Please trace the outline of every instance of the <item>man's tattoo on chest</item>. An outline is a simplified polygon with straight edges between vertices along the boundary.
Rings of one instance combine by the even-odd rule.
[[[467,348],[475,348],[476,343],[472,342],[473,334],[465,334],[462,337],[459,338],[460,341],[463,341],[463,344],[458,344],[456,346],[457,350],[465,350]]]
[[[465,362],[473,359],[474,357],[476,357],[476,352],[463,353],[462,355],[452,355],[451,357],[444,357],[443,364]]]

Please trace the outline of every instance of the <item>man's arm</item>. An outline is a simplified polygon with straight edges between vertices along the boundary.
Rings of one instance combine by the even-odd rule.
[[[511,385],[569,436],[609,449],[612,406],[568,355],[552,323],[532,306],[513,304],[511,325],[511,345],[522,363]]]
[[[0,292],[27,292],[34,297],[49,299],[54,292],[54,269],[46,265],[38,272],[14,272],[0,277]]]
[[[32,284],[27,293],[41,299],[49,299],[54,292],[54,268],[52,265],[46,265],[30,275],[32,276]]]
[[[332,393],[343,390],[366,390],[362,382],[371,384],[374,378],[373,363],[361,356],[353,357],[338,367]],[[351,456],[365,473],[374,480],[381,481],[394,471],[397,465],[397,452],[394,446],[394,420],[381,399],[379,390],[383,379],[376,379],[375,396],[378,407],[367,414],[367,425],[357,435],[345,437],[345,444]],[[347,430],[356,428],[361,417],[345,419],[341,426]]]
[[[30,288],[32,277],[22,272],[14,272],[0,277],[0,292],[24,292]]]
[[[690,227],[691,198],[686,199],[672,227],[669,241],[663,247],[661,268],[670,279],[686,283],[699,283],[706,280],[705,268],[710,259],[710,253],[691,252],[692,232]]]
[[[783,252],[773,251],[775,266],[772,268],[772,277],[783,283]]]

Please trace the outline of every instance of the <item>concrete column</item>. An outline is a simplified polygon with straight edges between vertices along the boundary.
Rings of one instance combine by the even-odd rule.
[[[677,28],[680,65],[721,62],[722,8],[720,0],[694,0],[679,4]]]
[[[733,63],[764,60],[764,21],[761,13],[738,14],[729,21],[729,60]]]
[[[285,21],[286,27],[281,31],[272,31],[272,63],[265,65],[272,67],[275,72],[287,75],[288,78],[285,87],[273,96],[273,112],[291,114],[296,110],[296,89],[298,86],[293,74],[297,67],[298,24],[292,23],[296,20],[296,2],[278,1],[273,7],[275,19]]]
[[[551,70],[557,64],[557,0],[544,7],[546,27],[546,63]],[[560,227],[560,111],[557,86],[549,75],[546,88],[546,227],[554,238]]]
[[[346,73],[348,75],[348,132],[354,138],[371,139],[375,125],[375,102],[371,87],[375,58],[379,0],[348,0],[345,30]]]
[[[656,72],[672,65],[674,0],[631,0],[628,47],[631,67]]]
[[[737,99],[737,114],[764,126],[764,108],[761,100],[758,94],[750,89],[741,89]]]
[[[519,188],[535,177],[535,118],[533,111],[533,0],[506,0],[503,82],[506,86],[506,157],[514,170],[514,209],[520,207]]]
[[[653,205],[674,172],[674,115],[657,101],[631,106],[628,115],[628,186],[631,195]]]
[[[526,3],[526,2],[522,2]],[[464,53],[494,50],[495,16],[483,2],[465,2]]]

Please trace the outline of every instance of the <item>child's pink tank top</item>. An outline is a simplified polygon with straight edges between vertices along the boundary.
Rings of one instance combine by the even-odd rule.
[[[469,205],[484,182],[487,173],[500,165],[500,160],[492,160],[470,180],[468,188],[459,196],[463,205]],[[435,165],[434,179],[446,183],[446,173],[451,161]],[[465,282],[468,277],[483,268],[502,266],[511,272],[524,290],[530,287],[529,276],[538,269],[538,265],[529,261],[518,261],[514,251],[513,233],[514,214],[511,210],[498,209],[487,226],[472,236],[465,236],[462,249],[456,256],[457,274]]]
+---+
*Directions for this task:* Reproduce each of the items above verbatim, with every line in its original order.

*Reply to the exercise:*
Please trace the outline of every instance of the <item>man's tattoo on chest</item>. An outline is a simplified polygon with straight edges between vertices along the boundary.
Rings of one instance combine by the even-odd rule.
[[[467,348],[475,348],[476,343],[472,342],[473,334],[465,334],[462,337],[459,338],[460,341],[463,341],[463,344],[458,344],[456,346],[457,350],[465,350]]]
[[[465,362],[473,359],[474,357],[476,357],[476,352],[463,353],[462,355],[452,355],[451,357],[444,357],[443,364]]]

Please trace the outline of every instance of the <item>man's arm</item>. An outline is a simplified polygon with straight edges between vertices along the boundary.
Rings of one instance combine by the even-odd rule.
[[[511,385],[569,436],[609,449],[612,406],[568,355],[552,323],[532,306],[513,304],[511,325],[511,345],[522,363]]]
[[[0,292],[27,292],[34,297],[49,299],[54,292],[54,269],[46,265],[38,272],[14,272],[0,277]]]
[[[32,284],[27,293],[41,299],[49,299],[54,292],[54,268],[52,265],[46,265],[30,275],[32,276]]]
[[[332,393],[343,390],[366,390],[362,382],[371,384],[374,378],[373,363],[361,356],[353,357],[338,367]],[[351,456],[365,473],[374,480],[381,481],[394,471],[397,465],[397,452],[394,446],[394,420],[381,399],[379,390],[383,379],[376,379],[375,396],[378,407],[367,414],[367,425],[357,435],[345,437],[345,444]],[[347,430],[356,428],[361,417],[345,419],[341,426]]]
[[[30,288],[32,277],[22,272],[14,272],[0,277],[0,292],[24,292]]]
[[[690,227],[691,198],[686,199],[672,227],[669,241],[663,247],[661,268],[670,279],[686,283],[699,283],[706,280],[705,268],[710,259],[710,253],[691,252],[692,232]]]
[[[783,252],[773,251],[775,266],[772,268],[772,277],[783,283]]]

Please trace the outline of every instance of the <item>concrete column</item>. An outline is a simplified polygon with straight edges between vertices along the boundary.
Rings of one instance combine by the even-odd rule.
[[[677,28],[680,65],[721,62],[722,8],[720,0],[694,0],[679,4]]]
[[[733,63],[764,60],[764,21],[761,13],[738,14],[729,21],[729,60]]]
[[[285,21],[286,27],[281,31],[272,31],[272,63],[265,65],[272,67],[275,72],[287,75],[288,78],[285,87],[273,96],[273,112],[291,114],[296,110],[296,89],[298,86],[293,74],[297,67],[298,24],[292,23],[296,20],[296,2],[278,1],[273,7],[275,19]]]
[[[551,70],[557,64],[557,0],[544,7],[546,27],[546,63]],[[560,227],[560,111],[557,86],[549,75],[546,88],[546,227],[554,238]]]
[[[346,73],[348,75],[348,132],[354,138],[371,139],[375,125],[375,102],[371,87],[375,58],[379,0],[348,0],[345,30]]]
[[[656,72],[672,65],[674,0],[631,0],[628,47],[631,67]]]
[[[737,99],[737,114],[764,126],[764,108],[761,100],[758,94],[750,89],[741,89]]]
[[[519,188],[535,177],[535,118],[533,111],[533,0],[506,0],[503,82],[506,86],[506,157],[514,170],[514,209],[520,207]]]
[[[653,205],[674,172],[674,115],[657,101],[631,106],[628,115],[628,186],[631,195]]]
[[[526,3],[526,2],[522,2]],[[464,53],[494,50],[495,16],[483,2],[465,2]]]

Please trace the outline of every instance of the <item>child's pink tank top</item>. An outline is a simplified polygon with straight edges between vertices along the boundary.
Rings of one instance combine by the even-odd rule.
[[[469,205],[484,182],[487,173],[500,165],[500,160],[492,160],[470,180],[468,188],[459,196],[463,205]],[[435,165],[434,179],[446,183],[446,173],[451,161]],[[465,282],[468,277],[483,268],[502,266],[511,272],[524,290],[530,287],[529,276],[538,269],[538,265],[529,261],[518,261],[514,251],[513,233],[514,214],[511,210],[498,209],[487,226],[472,236],[465,236],[462,249],[456,256],[457,274]]]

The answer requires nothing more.